─── DATASET RECORDS
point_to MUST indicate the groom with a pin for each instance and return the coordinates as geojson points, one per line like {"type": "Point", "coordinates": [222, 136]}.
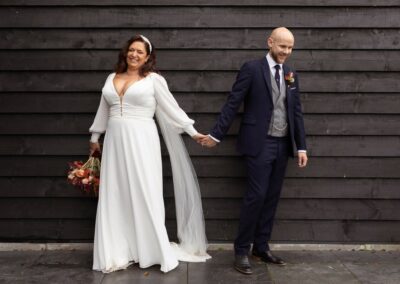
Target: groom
{"type": "Point", "coordinates": [271, 129]}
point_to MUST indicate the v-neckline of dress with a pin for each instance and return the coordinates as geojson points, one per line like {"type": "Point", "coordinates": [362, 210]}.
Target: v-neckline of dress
{"type": "Point", "coordinates": [126, 90]}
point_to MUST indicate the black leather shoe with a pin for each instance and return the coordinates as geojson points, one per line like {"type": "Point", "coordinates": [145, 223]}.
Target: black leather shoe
{"type": "Point", "coordinates": [242, 264]}
{"type": "Point", "coordinates": [268, 257]}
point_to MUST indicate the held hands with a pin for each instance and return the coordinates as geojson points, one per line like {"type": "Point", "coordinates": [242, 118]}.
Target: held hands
{"type": "Point", "coordinates": [204, 140]}
{"type": "Point", "coordinates": [93, 147]}
{"type": "Point", "coordinates": [302, 158]}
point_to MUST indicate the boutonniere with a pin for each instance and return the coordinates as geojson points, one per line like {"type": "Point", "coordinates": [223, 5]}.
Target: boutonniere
{"type": "Point", "coordinates": [289, 78]}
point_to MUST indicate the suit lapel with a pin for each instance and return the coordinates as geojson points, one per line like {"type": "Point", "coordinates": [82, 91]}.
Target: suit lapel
{"type": "Point", "coordinates": [267, 77]}
{"type": "Point", "coordinates": [286, 71]}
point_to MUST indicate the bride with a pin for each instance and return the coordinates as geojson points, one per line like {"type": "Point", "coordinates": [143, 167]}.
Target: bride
{"type": "Point", "coordinates": [130, 219]}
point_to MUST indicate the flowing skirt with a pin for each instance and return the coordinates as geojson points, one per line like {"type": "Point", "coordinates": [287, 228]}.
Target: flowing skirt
{"type": "Point", "coordinates": [130, 220]}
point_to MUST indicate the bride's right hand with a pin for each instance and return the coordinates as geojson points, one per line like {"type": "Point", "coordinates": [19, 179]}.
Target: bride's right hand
{"type": "Point", "coordinates": [93, 147]}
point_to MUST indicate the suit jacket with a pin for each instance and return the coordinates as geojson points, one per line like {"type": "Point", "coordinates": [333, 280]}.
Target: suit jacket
{"type": "Point", "coordinates": [253, 87]}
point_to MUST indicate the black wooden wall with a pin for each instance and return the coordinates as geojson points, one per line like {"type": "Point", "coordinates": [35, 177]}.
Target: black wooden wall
{"type": "Point", "coordinates": [55, 56]}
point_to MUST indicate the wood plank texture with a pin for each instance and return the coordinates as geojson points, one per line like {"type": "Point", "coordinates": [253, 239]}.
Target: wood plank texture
{"type": "Point", "coordinates": [198, 81]}
{"type": "Point", "coordinates": [199, 102]}
{"type": "Point", "coordinates": [195, 17]}
{"type": "Point", "coordinates": [258, 3]}
{"type": "Point", "coordinates": [199, 38]}
{"type": "Point", "coordinates": [318, 146]}
{"type": "Point", "coordinates": [316, 124]}
{"type": "Point", "coordinates": [213, 60]}
{"type": "Point", "coordinates": [284, 231]}
{"type": "Point", "coordinates": [296, 188]}
{"type": "Point", "coordinates": [330, 167]}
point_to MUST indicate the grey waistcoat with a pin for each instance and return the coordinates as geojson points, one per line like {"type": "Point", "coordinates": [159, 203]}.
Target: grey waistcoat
{"type": "Point", "coordinates": [278, 126]}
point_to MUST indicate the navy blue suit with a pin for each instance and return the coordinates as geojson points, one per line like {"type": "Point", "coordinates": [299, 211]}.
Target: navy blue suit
{"type": "Point", "coordinates": [266, 157]}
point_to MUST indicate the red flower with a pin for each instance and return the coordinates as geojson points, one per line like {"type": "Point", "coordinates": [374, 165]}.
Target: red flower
{"type": "Point", "coordinates": [289, 77]}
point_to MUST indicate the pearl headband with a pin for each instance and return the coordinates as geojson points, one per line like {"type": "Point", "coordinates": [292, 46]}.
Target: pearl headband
{"type": "Point", "coordinates": [147, 41]}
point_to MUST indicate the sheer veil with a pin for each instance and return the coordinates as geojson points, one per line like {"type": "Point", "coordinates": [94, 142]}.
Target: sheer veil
{"type": "Point", "coordinates": [189, 213]}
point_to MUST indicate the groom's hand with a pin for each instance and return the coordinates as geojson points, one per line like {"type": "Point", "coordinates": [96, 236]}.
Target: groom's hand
{"type": "Point", "coordinates": [302, 159]}
{"type": "Point", "coordinates": [198, 137]}
{"type": "Point", "coordinates": [208, 142]}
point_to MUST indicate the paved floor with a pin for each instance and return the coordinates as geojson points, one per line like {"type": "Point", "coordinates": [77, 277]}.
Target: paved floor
{"type": "Point", "coordinates": [303, 267]}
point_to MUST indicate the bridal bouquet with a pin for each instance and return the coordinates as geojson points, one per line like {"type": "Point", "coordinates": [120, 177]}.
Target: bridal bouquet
{"type": "Point", "coordinates": [86, 176]}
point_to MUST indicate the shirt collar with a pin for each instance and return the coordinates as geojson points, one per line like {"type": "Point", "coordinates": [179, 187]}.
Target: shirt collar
{"type": "Point", "coordinates": [272, 62]}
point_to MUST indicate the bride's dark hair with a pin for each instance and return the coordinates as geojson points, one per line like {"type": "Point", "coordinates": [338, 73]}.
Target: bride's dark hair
{"type": "Point", "coordinates": [149, 66]}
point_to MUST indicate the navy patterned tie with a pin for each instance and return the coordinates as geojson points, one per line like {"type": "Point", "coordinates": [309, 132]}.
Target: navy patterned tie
{"type": "Point", "coordinates": [277, 76]}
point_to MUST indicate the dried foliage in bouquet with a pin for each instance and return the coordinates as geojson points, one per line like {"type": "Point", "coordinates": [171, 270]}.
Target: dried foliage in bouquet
{"type": "Point", "coordinates": [86, 176]}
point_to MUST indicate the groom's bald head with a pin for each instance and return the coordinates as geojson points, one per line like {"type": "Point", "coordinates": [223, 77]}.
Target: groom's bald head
{"type": "Point", "coordinates": [280, 43]}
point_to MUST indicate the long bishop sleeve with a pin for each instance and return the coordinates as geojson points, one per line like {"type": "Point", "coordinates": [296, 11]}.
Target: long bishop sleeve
{"type": "Point", "coordinates": [100, 121]}
{"type": "Point", "coordinates": [167, 104]}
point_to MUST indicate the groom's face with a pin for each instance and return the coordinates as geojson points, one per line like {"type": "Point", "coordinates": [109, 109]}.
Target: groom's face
{"type": "Point", "coordinates": [280, 48]}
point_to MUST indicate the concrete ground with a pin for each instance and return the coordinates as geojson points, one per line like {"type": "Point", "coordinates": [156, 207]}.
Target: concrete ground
{"type": "Point", "coordinates": [74, 266]}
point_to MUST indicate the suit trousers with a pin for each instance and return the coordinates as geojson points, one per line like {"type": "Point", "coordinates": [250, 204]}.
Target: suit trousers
{"type": "Point", "coordinates": [265, 174]}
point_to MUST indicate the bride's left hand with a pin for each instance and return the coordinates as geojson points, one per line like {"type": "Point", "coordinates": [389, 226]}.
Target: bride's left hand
{"type": "Point", "coordinates": [198, 137]}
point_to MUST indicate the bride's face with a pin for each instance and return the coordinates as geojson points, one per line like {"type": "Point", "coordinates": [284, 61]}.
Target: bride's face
{"type": "Point", "coordinates": [137, 55]}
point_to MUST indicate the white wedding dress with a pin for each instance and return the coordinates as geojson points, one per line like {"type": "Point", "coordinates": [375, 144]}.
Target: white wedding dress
{"type": "Point", "coordinates": [130, 220]}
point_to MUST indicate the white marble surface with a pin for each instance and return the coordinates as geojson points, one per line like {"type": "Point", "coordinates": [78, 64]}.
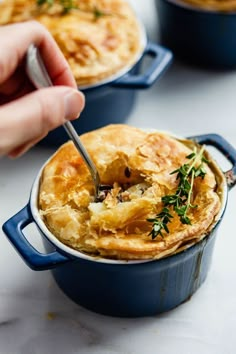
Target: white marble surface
{"type": "Point", "coordinates": [37, 318]}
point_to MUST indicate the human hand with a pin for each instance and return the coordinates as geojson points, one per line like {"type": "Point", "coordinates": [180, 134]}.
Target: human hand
{"type": "Point", "coordinates": [26, 114]}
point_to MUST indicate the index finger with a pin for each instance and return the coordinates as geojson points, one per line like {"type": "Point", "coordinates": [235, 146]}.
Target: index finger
{"type": "Point", "coordinates": [22, 35]}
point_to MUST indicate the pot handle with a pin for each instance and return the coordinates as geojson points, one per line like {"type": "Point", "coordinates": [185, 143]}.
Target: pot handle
{"type": "Point", "coordinates": [35, 260]}
{"type": "Point", "coordinates": [162, 58]}
{"type": "Point", "coordinates": [225, 148]}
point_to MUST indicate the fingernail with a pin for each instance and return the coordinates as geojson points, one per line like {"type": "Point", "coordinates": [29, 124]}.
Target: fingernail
{"type": "Point", "coordinates": [74, 104]}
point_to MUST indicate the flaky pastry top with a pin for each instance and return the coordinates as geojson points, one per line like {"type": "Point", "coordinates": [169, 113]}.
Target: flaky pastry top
{"type": "Point", "coordinates": [138, 165]}
{"type": "Point", "coordinates": [99, 38]}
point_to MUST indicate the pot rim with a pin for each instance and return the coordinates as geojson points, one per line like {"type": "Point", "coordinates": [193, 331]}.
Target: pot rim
{"type": "Point", "coordinates": [125, 69]}
{"type": "Point", "coordinates": [33, 202]}
{"type": "Point", "coordinates": [181, 4]}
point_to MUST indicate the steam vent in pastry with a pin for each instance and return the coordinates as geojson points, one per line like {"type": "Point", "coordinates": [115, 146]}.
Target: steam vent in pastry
{"type": "Point", "coordinates": [99, 38]}
{"type": "Point", "coordinates": [142, 169]}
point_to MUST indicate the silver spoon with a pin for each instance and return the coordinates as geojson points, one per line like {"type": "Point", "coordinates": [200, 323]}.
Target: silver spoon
{"type": "Point", "coordinates": [39, 76]}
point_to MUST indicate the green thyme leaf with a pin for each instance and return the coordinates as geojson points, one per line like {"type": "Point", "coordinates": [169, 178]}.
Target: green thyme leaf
{"type": "Point", "coordinates": [180, 202]}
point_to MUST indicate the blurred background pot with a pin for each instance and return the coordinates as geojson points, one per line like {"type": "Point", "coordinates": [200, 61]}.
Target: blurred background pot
{"type": "Point", "coordinates": [121, 288]}
{"type": "Point", "coordinates": [198, 36]}
{"type": "Point", "coordinates": [112, 100]}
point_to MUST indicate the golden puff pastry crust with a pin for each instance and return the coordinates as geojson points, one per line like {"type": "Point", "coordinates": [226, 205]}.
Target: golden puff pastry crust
{"type": "Point", "coordinates": [138, 165]}
{"type": "Point", "coordinates": [99, 38]}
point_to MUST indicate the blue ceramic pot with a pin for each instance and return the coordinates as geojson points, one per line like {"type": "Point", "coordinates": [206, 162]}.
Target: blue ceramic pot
{"type": "Point", "coordinates": [111, 101]}
{"type": "Point", "coordinates": [198, 36]}
{"type": "Point", "coordinates": [121, 288]}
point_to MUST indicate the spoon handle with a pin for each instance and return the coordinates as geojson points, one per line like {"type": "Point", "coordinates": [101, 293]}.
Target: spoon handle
{"type": "Point", "coordinates": [39, 76]}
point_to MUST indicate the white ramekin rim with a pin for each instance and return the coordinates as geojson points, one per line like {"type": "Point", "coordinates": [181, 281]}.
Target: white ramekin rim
{"type": "Point", "coordinates": [77, 254]}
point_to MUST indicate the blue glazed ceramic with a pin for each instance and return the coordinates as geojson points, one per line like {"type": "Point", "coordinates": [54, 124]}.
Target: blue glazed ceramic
{"type": "Point", "coordinates": [198, 36]}
{"type": "Point", "coordinates": [122, 288]}
{"type": "Point", "coordinates": [112, 100]}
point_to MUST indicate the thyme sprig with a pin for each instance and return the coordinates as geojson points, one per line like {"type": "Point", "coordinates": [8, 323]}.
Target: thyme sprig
{"type": "Point", "coordinates": [181, 201]}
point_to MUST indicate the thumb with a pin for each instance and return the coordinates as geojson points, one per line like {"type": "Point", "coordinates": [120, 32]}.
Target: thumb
{"type": "Point", "coordinates": [27, 120]}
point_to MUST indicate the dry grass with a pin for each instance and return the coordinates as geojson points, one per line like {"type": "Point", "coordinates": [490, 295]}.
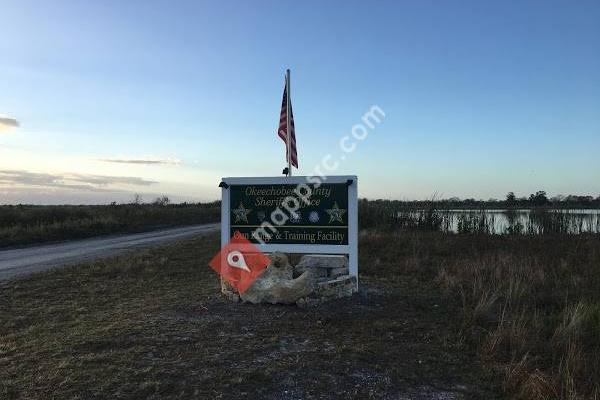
──────
# EXERCISE OBJECTIVE
List every line in the listing above that contains the word "flaky", copying each line in full.

# FULL ANSWER
point_to MUST indicate the flaky pastry top with a pin for each instance and return the coordinates as geojson points, one per line like {"type": "Point", "coordinates": [169, 113]}.
Target: flaky pastry top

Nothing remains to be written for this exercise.